* Consigne
Dans l'extrait sur le film, remplacez « village » par « hameau » et réécrivez le passage qui va de « On y retrouve » jusqu'à « et tellement maîtrisée. » inclus.

* Extrait à lire
_____

Énorme classique et représentant asiatique chouchou des festivals huppés 70s, c'est ici la parfaite croisée entre le chambara japonais et le wu xia pian Hongkongais. Un traitement du genre contemplatif et mystique qui sied mieux à la critique guindée en somme et qui imposa la réputation de son réalisateur en occident. Pour autant A touch of zen ne peut se résumer qu'à cela. Aujourd'hui encore, ce film fascine de par sa singularité, comme celle de toute la filmographie de King Hu. Pour tous les HKphiles en quête du wu xia pian ultime, A touch of zen semble s'approcher et même personnifier le Saint-Graal tant tout y est condensé et démontré avec la verve, l'avant-gardisme, la poésie et le talent esthétique d'un très grand maître, King Hu, véritable peintre de film.
A Touch of zen débute pourtant très tranquillement, sans envolée magistrale, souci graphique forcené ou combats sous tension en guise d'entrée comme peut le faire son plus accessible, et beaucoup plus typé studios Shaw, "L'hirondelle d'or", mais c'est pour mieux nous baigner progressivement et subrepticement dans une ambiance irréelle de plus en plus captivante et finir en apothéose de méditation.
On y retrouve les thèmes chers à King Hu, la femme fatale et maternelle, "force de la Chine", humble et déterminée, et son penchant pour mettre en avant la subtilité des artistes et leur intellect plutôt que la force brute. Il est ici question de finesse et d'esprit avant toute action ou tuerie insensée.
Début tranquille dans un village plutôt classique qui semble abandonné aux esprits, seul le peintre local semble égayer de ses œuvres et de son innocence un malaise déjà présent et voulu, une sécheresse et un goût amer qui planent. Mais déjà, le montage montre un savoir-faire extrême à mettre en place un suspense, une tension, un mystère enveloppé de silence qui éloigne le film du schéma de divertissement HK classique. Rien de bien apeurant pour un œil actuel mais pour l'époque, l'ambiance est tout bonnement unique et tellement maîtrisée.
La seconde partie nous emporte définitivement vers les hautes cimes du mystique avec des personnages qui se dévoilent finalement grands combattants, un moine shaolin, plus que tous ses successeurs, sage et grand, Bouddha en personne, des combats en tout point précurseurs, poétiques et violents, des paysages mirifiques, un souci du détail de toutes les secondes, tout autant dans la contemplation que dans l'action, les deux en même temps à vrai dire. A propos d'action, l'utilisation de trampolines pour simuler les sauts surhumains à priori risibles font partie du jeu et le plaisir est immense malgré les chorégraphies simples mais ultra novatrices pour l'époque. Et puis, c'est King Hu, c'est donc la grande classe. Il sait comment nous attirer pour qu'on y croit aveuglément.

_____

* Données de détection d'objets
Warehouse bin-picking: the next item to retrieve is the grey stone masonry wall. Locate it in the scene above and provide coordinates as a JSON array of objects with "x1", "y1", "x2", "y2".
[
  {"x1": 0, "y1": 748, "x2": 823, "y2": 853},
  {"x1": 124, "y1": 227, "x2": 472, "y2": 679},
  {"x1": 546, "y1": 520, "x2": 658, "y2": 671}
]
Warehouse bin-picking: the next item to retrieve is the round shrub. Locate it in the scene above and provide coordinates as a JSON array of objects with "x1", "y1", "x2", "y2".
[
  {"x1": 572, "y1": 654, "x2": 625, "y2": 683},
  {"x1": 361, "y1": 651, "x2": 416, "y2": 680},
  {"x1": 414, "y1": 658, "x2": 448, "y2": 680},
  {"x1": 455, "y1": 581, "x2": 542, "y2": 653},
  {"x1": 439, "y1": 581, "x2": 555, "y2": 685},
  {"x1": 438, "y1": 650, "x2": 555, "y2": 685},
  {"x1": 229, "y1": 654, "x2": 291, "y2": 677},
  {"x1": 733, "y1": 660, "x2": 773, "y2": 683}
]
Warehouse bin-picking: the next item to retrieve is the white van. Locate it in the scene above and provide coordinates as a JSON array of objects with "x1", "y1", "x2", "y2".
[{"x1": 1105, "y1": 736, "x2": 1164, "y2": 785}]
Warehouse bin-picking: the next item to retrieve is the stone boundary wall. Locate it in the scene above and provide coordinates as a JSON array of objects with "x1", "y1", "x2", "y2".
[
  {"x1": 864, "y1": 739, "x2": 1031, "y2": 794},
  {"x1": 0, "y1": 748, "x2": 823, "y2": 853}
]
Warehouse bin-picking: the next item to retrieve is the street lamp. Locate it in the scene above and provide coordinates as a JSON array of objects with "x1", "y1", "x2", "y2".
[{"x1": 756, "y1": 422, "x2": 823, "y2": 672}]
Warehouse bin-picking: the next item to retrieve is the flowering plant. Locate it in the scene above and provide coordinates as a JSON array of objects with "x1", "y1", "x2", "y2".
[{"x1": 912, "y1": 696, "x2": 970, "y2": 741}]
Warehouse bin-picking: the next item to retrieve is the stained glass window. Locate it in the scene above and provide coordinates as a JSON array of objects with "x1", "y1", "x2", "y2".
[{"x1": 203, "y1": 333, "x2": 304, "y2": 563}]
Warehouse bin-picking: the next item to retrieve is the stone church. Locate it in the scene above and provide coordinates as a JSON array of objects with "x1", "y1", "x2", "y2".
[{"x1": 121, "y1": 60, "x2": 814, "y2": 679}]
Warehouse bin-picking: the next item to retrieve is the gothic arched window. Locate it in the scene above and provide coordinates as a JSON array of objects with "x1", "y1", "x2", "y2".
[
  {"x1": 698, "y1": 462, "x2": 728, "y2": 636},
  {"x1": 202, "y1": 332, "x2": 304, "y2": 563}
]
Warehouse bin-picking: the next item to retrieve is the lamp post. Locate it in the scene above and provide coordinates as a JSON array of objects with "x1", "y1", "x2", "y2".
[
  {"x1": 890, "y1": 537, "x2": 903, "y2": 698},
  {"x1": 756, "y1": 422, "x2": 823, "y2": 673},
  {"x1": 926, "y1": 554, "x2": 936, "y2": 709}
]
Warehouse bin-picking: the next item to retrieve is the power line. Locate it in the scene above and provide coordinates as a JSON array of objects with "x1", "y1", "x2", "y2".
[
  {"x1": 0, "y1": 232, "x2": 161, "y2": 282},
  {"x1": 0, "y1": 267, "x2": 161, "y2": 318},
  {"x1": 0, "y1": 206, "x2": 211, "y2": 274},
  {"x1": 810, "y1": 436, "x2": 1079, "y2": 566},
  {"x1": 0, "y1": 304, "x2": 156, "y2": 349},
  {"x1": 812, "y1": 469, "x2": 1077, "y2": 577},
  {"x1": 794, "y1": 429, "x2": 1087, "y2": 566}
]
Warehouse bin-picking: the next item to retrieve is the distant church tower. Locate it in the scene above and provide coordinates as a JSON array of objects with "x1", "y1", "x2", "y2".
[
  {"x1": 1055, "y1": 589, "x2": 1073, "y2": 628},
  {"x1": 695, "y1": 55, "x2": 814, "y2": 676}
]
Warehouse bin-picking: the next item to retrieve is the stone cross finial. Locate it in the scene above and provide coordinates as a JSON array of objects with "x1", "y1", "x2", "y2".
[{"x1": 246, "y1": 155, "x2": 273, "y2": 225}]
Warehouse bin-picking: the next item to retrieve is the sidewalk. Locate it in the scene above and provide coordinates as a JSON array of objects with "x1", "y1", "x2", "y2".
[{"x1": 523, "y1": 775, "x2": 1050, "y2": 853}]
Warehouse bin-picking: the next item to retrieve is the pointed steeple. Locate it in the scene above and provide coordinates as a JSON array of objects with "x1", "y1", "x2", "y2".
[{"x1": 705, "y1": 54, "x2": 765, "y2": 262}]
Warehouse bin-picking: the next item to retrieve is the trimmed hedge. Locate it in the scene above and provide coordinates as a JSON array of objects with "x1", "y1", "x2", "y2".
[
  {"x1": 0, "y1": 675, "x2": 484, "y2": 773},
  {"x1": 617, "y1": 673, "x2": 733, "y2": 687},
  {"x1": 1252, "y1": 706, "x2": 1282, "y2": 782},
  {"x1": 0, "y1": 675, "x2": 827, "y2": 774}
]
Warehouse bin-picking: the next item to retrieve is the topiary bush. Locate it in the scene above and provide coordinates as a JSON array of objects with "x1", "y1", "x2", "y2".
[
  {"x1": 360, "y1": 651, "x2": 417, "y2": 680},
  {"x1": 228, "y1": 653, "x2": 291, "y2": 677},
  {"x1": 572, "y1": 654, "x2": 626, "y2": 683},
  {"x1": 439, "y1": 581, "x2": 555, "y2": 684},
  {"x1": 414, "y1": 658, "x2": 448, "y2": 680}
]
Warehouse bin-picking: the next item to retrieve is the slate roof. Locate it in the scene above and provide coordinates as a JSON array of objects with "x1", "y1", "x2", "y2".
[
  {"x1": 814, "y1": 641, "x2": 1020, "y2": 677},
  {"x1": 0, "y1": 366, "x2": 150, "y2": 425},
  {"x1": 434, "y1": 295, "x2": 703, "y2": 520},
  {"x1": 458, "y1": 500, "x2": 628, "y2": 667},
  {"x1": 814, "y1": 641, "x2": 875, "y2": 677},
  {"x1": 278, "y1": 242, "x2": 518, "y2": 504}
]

_____

* Tâche réalisée
On y retrouve les thèmes chers à King Hu, la femme fatale et maternelle, "force de la Chine", humble et déterminée, et son penchant pour mettre en avant la subtilité des artistes et leur intellect plutôt que la force brute. Il est ici question de finesse et d'esprit avant toute action ou tuerie insensée.
Début tranquille dans un hameau plutôt classique qui semble abandonné aux esprits, seul le peintre local semble égayer de ses œuvres et de son innocence un malaise déjà présent et voulu, une sécheresse et un goût amer qui planent. Mais déjà, le montage montre un savoir-faire extrême à mettre en place un suspense, une tension, un mystère enveloppé de silence qui éloigne le film du schéma de divertissement HK classique. Rien de bien apeurant pour un œil actuel mais pour l'époque, l'ambiance est tout bonnement unique et tellement maîtrisée.